STATED EXERCISE: Write out every line of the data below again, replacing "single line" with "one line" wherever it appears and changing nothing else. Leave the pictures out of your answer.

(Coordinate annotation records)
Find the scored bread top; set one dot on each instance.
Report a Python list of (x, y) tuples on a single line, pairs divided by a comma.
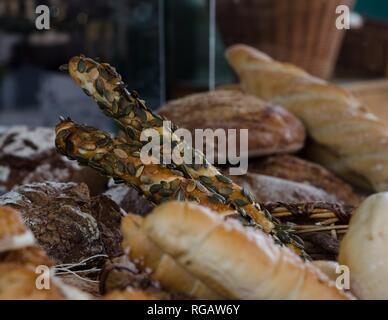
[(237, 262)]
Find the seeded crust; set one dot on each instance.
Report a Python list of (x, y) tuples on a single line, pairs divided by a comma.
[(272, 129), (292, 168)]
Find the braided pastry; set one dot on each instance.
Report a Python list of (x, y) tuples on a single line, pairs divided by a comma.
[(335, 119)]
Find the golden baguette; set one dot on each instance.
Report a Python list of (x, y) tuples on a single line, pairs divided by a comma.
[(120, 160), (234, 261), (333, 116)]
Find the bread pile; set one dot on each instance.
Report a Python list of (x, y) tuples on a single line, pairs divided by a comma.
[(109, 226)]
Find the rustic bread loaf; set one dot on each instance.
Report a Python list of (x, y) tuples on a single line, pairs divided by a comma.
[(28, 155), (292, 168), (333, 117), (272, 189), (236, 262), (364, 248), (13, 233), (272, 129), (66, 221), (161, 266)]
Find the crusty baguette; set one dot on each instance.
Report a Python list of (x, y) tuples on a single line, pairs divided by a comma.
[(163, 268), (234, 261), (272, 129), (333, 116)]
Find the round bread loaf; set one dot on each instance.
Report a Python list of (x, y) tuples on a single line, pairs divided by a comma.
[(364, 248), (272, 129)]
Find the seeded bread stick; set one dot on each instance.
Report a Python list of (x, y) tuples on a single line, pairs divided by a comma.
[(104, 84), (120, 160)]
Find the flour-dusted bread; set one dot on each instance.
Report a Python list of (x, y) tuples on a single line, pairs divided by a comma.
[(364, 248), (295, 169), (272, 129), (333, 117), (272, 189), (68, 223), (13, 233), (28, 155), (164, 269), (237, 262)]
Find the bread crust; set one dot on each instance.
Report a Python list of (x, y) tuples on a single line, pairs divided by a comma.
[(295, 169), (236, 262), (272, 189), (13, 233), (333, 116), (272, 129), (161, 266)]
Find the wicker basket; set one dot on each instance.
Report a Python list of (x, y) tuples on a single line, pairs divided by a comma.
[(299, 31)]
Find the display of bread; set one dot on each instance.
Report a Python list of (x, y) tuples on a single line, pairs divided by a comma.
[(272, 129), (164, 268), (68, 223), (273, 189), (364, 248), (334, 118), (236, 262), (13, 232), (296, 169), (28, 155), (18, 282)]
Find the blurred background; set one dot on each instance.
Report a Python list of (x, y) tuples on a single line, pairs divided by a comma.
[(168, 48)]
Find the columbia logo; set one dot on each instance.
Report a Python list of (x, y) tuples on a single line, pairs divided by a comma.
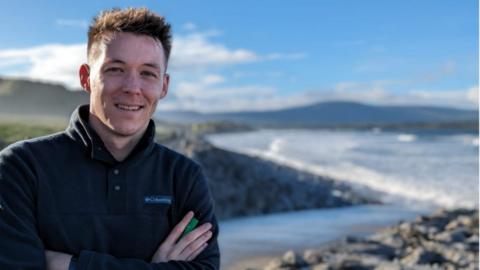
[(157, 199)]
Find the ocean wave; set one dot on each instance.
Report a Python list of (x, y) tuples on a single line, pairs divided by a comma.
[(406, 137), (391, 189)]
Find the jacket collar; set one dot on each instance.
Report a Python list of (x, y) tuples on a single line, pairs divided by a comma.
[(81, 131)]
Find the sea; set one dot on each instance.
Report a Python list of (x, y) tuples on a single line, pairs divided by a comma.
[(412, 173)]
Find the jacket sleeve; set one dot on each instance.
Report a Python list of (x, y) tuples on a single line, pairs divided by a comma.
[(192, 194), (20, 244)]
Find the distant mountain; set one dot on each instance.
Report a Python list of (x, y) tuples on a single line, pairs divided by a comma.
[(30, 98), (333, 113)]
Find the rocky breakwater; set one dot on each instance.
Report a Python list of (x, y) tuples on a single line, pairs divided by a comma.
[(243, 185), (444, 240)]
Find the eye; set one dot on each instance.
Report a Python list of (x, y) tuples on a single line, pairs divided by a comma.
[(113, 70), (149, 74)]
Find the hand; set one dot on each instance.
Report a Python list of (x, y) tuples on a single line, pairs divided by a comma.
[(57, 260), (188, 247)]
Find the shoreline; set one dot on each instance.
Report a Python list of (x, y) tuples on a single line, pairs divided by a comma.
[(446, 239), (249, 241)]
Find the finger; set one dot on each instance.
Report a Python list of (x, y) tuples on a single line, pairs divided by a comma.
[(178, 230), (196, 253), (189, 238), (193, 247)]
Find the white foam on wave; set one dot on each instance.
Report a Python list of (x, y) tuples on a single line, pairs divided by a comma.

THE REPLY:
Find the scored bread top; set one dot on each instance.
Report a Python list of (x, y) tuples on a one line, pairs divided by a comma.
[(237, 262)]
Find the seeded crust; set one dot on each instance.
Report a Python list of (x, y) tuples on a one line, pairs divided by a comma.
[(272, 129), (292, 168)]
Find the braided pastry; set one dot on each instance.
Report a Python list of (x, y) tuples on a one line, pairs divided by a comma.
[(335, 119)]
Find the golden baguette; set one dot on each instance.
Report a Python list of (x, y) tuples on a one line, pairs divided by a comma.
[(120, 160), (234, 261), (333, 116)]
Find the bread pile; set one dot on each instance.
Report a Python list of (x, y) tuples on a one line, pairs divided by a comma.
[(109, 226)]
Find the rustic bread loaf; set one dot on each instance.
Report a Python list of (x, y) tuples on a one line, pairs divided by a comma.
[(28, 155), (292, 168), (333, 117), (272, 189), (236, 262), (364, 248), (13, 233), (272, 129), (66, 221), (161, 266)]
Find the crusty baguette; set one dot on each instance.
Report a Python list of (x, y) tuples on a one line, pairs divided by a comma.
[(163, 268), (234, 261), (272, 129), (333, 116)]
Find the round bread loaf; set one dot on each instance.
Report a Python list of (x, y) tuples on a one line, pairs divided by a comma.
[(364, 248), (272, 129)]
Find the seeded bread stick; set one dot on each instance.
Report a Python list of (x, y) tuples on a one line, pairs divided by a comma.
[(104, 84), (120, 160)]
Find the flour-dusted bread; set one dot on each instance.
Report a Python list of (x, y) tuples on a one line, pairs divided by a comma.
[(364, 248), (295, 169), (272, 129), (333, 117), (272, 189), (68, 223), (13, 233), (28, 155), (164, 269), (237, 262)]
Find the bread crust; set one dot on each instance.
Report a Python list of (x, y) tuples on a one line, pairs divided by a comma.
[(295, 169), (236, 262), (272, 189), (13, 233), (333, 116), (272, 129), (161, 266)]
Find the wicker basket; set one dot on each instance.
Report a Python list of (x, y) tuples on a one line, pairs divided by a comma.
[(299, 31)]
Find the display of bread; set one dot on each instance.
Report a Python list of (x, y) tuples on a one line, pairs divided by a comma.
[(272, 129), (164, 268), (68, 223), (273, 189), (364, 248), (334, 118), (236, 262), (13, 232), (296, 169), (28, 155), (18, 282)]
Find the blurred background; set one dot on each instance.
Report a Python list of (x, y) tuples on a one line, pairs divided by a comma.
[(168, 48)]
Find the columbia logo; set one dot on each instance.
Report a Python list of (x, y) tuples on a one line, pairs divided by a comma.
[(157, 199)]
Find the ocean wave; set one dot on each instance.
Report a Python list of (x, y) tuples on a one line, pairs divided by a comma.
[(406, 137), (391, 189)]
Find the jacket collar; set one dot on each instance.
Report a Python list of (x, y) tuples on a one line, pairs divided by a comma.
[(81, 131)]
Find the sea; set one dot on each instance.
Report a Python list of (x, y) tuples on a one line, pairs divided by a comma.
[(412, 173)]
Find the jacket sleeve; set one dot on each instance.
Report a Python list of (x, y) tuples on a one line, pairs divided by a comma.
[(192, 194), (20, 244)]
Find the distant mountain; set one dot on each instance.
Report a Python list of (x, y) tuples on a one line, pairs divided by a comma.
[(30, 98), (333, 113)]
Find the rocky breakwater; set one dot on each instance.
Report a Python list of (x, y) tuples on a one line, pairs divided by a comma.
[(243, 185), (444, 240)]
Find the eye; set one dot on each instance.
Report a Python list of (x, y) tuples on a one line, pairs divided by a comma.
[(113, 70), (149, 74)]
Find the hand; set one dot on each instance.
Report a Python list of (x, y) tuples on a one line, pairs divided by a comma.
[(57, 260), (188, 247)]
Find the shoreline; set one dot on each instance.
Report a Python list of (x, y) tuples on a one line, pairs divided by a comma.
[(446, 239), (249, 241)]
Find the finger; set one dot on each instance.
Report a Python list of (x, y) tuples on a one line, pairs divided by a comma.
[(178, 230), (196, 253), (189, 238), (193, 247)]
Find the white foam on wave; set one dot on each instance.
Report a Python list of (x, y) tuples on a one line, pairs divided by a comma.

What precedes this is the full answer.